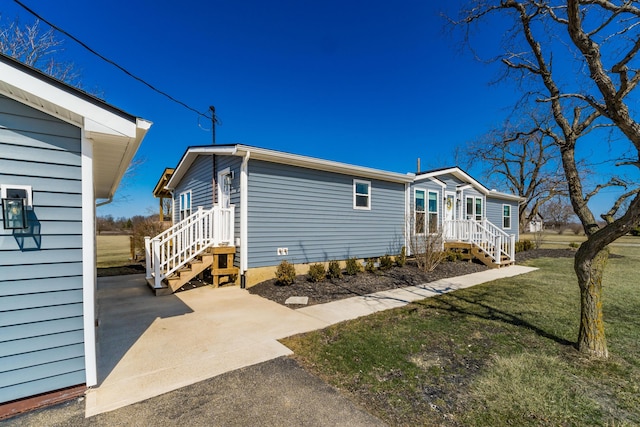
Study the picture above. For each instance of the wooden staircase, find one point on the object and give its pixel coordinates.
(218, 259)
(471, 250)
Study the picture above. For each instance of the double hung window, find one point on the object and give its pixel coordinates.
(361, 194)
(185, 204)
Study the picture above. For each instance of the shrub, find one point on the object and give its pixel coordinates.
(353, 267)
(285, 273)
(386, 263)
(428, 251)
(524, 245)
(370, 265)
(334, 271)
(453, 255)
(317, 273)
(401, 259)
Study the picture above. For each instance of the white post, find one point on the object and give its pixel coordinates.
(147, 256)
(156, 263)
(512, 248)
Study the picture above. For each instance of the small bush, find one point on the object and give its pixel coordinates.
(370, 265)
(524, 245)
(353, 267)
(401, 259)
(386, 263)
(317, 273)
(334, 271)
(285, 273)
(453, 255)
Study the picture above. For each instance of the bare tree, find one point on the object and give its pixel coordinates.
(37, 48)
(557, 213)
(521, 157)
(579, 58)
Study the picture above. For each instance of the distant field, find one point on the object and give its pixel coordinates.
(113, 251)
(552, 240)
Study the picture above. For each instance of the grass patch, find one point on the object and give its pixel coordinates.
(113, 250)
(495, 354)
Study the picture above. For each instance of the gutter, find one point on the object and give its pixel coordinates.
(105, 202)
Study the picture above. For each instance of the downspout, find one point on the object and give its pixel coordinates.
(244, 218)
(407, 217)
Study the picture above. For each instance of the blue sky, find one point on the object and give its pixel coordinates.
(364, 82)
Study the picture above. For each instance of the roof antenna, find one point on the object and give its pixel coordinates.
(214, 120)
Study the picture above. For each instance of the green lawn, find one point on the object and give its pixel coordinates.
(113, 250)
(495, 354)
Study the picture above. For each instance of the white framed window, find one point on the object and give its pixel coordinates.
(361, 194)
(433, 212)
(185, 204)
(420, 214)
(506, 217)
(474, 208)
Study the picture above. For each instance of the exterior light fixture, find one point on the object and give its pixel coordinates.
(16, 200)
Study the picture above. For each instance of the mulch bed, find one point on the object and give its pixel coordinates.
(367, 283)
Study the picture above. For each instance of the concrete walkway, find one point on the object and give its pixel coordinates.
(152, 345)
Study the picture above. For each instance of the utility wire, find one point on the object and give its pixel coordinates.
(124, 70)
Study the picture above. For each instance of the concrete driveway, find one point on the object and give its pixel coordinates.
(151, 345)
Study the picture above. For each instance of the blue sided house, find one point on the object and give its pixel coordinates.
(240, 210)
(62, 151)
□ □ □
* _WHAT IS BEING ASKED_
Render the items above as a CSV with the columns instruction and points, with one row for each sentence beginning "Study the picture above" holding that sentence and all of its coordinates. Quote every field, turn line breaks into spaces, and leave the pictures out.

* _RESPONSE TO THE EXERCISE_
instruction,points
"Study the picture above. For each instance of the wooden staircase, find one point on the object and give its pixel coordinates.","(218, 259) (471, 250)"
"Study the picture above. For each instance of the double hung window, find one point on the object and give its pixel coordinates.","(361, 194) (185, 204)"
"Study the picture above. For each instance of the shrub, find one point on the object and give its pixel coordinates.","(353, 267) (285, 273) (386, 263) (428, 251) (524, 245) (370, 265) (334, 271) (453, 255) (317, 273) (401, 259)"
"Study the picture above. For each instance of the white post, find one point on the object and give its pixel coordinates.","(147, 256) (156, 263) (512, 248)"
"Study the picture above. For each instance of the small bush, find one point on the object and give its pixel coordinates.","(370, 265) (524, 245) (353, 267) (401, 259) (386, 263) (317, 273) (334, 271) (285, 273) (453, 255)"
"Study the picture above. For each instance of the bare tree, find one point on the object and give its pixel coordinates.","(37, 48) (557, 213) (521, 157) (579, 58)"
"Study the picture above. For each instance of the distant field, find one point on the object and give its pixel coordinates.","(113, 251) (552, 240)"
"Study the picture above. For each instance of the grass patch, find one point on the object and give its pixel coordinates.","(113, 250) (495, 354)"
"Study the picture above. For each instance of the gutter, find one point on the object and give its pixel coordinates.","(105, 202)"
"Study the picture above. For each instance of the downspout, find one point on the object and give its pixel coordinates.","(244, 218) (407, 217)"
"Study the picture above. For each instance of the blue sky, find one point on the object and give its pixel coordinates.","(364, 82)"
"Study the picture above. For each instance of the roof antenna, find one point on the object and give its pixel coordinates.","(214, 120)"
"Study the picture above. For each instance of the green lawn, find one point on the object and give its pixel coordinates.","(113, 250) (495, 354)"
"Study the picture above. For each instance of the white framed window, find one point on the object and give its pixel coordinates.","(361, 194) (433, 212) (185, 204) (420, 214) (506, 217) (474, 208)"
"Study the picture above. For each instance of the exterior light fixture, find one point on the object and give its pixel coordinates.","(16, 200)"
"Study the picture above. For each instance of the mulch bed, find one point on the object and give its pixel coordinates.","(367, 283)"
"Study the picture above. For each instance of the concrete walkway, find one point on the object and give its pixel coordinates.","(152, 345)"
"Study the picture above. For each instance of the utility wire, find one point on the object and give its pixel coordinates.","(124, 70)"
"Study the picture above. For each instance of the concrete driveway, find one point on the object and give its pixel coordinates.","(151, 345)"
"Study the picture above. For each instance of the blue sided house, find one point on the object and give its pixel coordinates.","(240, 210) (62, 151)"